Di Semarang ada apaan sih? Gue seringkali dihadapkan pada pertanyaan ini, setiap kali gue bepergian ke ibukota Jawa Tengah itu. Bayangan udara lembab semenanjung berpadu dengan terik matahari menyapu gedung-gedung kuno yang mulai digeregoti tanaman liar, membuat setiap penanya, baik yang sudah pernah pergi maupun yang tidak, mengerenyit pesimis.
Petualangan, gue menjawab dalam hati. Masa SD gue diwarnai oleh serial detektif jadul berlatar Semarang berjudul Noni. Lewat kisah karangan Bung Smas itu gue mengenal Gombel, Karang Anyar, Simpang Lima, di saat Noni, sang tokoh utama, merambah sudut-sudut Semarang untuk memecahkan misteri kejahatan.
Tapi tentu saja sedikit orang yang setuju bahwa Semarang berarti petualangan. Habis yang tahu Noni aja kayaknya cuma gue dan anggota keluarga yang sempat tinggal di Semarang. Sekarang saja gue tidak pernah berhasil melengkapi serial itu, lantaran di setiap loakan pun tidak ada yang jual.
Hingga gue mengikuti Tur Jejak Inggris di Jawa bersama tim Penerbit Buku Kompas, dan gue bisa bilang, tuh kan! Semarang tuh seru! Lewat tur 3 malam itu kami dibawa menyadari sebuah fragmen sejarah yang seringkali luput diceritakan, sebuah kisah yang mungkin kalah pamor dengan kisah-kisah lain di negeri ini.

**Soal 1**.
Jawablah pertanyaan berikut berdasarkan teks tentang Semarang.
(a) Apa judul serial detektif berlatar Semarang yang dibaca penulis semasa SD?
(b) Siapa pengarang serial itu?
(c) Berapa malam lamanya tur bersama tim Penerbit Buku Kompas?
**Soal 2**. Tulis ulang bagian teks tentang Semarang mulai dari "Tapi tentu saja" sampai dengan "ada yang jual.", dengan mengganti "loakan" menjadi "toko buku bekas".
**Soal 3**. Sambung teks tentang Semarang setelah kalimat terakhirnya.

**Bahan yang Diambil**.
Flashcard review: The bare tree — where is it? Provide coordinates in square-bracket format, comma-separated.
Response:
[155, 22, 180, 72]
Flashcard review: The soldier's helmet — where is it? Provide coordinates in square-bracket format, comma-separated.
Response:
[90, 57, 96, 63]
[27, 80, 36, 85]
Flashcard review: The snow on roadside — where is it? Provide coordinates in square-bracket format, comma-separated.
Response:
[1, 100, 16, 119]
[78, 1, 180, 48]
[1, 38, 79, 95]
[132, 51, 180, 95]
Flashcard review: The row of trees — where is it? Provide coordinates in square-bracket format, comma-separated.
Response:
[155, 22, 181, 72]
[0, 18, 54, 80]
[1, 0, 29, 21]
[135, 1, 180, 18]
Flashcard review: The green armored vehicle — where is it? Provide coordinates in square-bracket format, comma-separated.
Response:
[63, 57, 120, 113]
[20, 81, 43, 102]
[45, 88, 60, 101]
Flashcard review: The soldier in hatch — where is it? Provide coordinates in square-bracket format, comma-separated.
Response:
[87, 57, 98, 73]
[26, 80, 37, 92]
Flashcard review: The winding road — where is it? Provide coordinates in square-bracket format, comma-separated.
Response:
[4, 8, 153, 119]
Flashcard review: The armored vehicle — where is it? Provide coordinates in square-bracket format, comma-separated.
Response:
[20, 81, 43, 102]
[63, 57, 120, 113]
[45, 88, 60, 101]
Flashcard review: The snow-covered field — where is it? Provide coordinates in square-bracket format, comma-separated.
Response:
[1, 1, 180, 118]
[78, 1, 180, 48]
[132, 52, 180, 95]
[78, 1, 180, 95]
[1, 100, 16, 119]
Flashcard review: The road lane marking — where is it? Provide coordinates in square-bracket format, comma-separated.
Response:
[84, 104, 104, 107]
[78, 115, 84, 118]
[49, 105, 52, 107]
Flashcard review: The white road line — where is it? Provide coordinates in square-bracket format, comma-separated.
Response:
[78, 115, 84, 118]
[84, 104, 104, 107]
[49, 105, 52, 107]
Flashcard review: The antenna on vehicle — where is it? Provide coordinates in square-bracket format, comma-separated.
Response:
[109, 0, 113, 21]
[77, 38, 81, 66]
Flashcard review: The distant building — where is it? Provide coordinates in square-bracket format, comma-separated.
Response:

**Jawaban 1**.
(a) Noni.
(b) Bung Smas.
(c) 3 malam.

**Jawaban 2**.
Tapi tentu saja sedikit orang yang setuju bahwa Semarang berarti petualangan. Habis yang tahu Noni aja kayaknya cuma gue dan anggota keluarga yang sempat tinggal di Semarang. Sekarang saja gue tidak pernah berhasil melengkapi serial itu, lantaran di setiap toko buku bekas pun tidak ada yang jual.

**Jawaban 3**.
Ternyata, Semarang, yang katanya nggak ada apa-apanya ini, pernah jadi rebutan antara Kerajaan Inggris, Kerajaan Belanda, dan Perancis. Begitu ngebetnya mereka ingin memiliki sepotong kota ini, sehingga Napoleon Bonaparte yang waktu sedang menjajah Belanda sampai berpesan-pesan pada pasukan ‘nafas terakhir’ jangan sampai Semarang ini lepas.
Gue membayangkan Semarang beberapa abad yang lalu itu. Pastilah sama pengapnya, sama gersangnya seperti sekarang yang bisa bikin basah-ketek dalam waktu lima menit. Ibaratnya perempuan, ini pasti bukan yang paling cantiknya. Lantas mengapa tiga negara ‘raksasa’ ini berbondong-bodong datang buat berantem di negeri orang?
Ternyata karena seperti kata iklan, mereka melihat apa yang tidak dilihat oleh orang Indonesia sendiri. Ketika mereka mendaratkan kapal di pelabuhan, mereka melihat teluk naga; sebuah kota tepi laut berlatar tujuh gunung gemunung. Inilah pintu masuk menuju jantung Pulau Jawa. Letaknya strategis sebagai pusat perdagangan rempah dan barang lainnya.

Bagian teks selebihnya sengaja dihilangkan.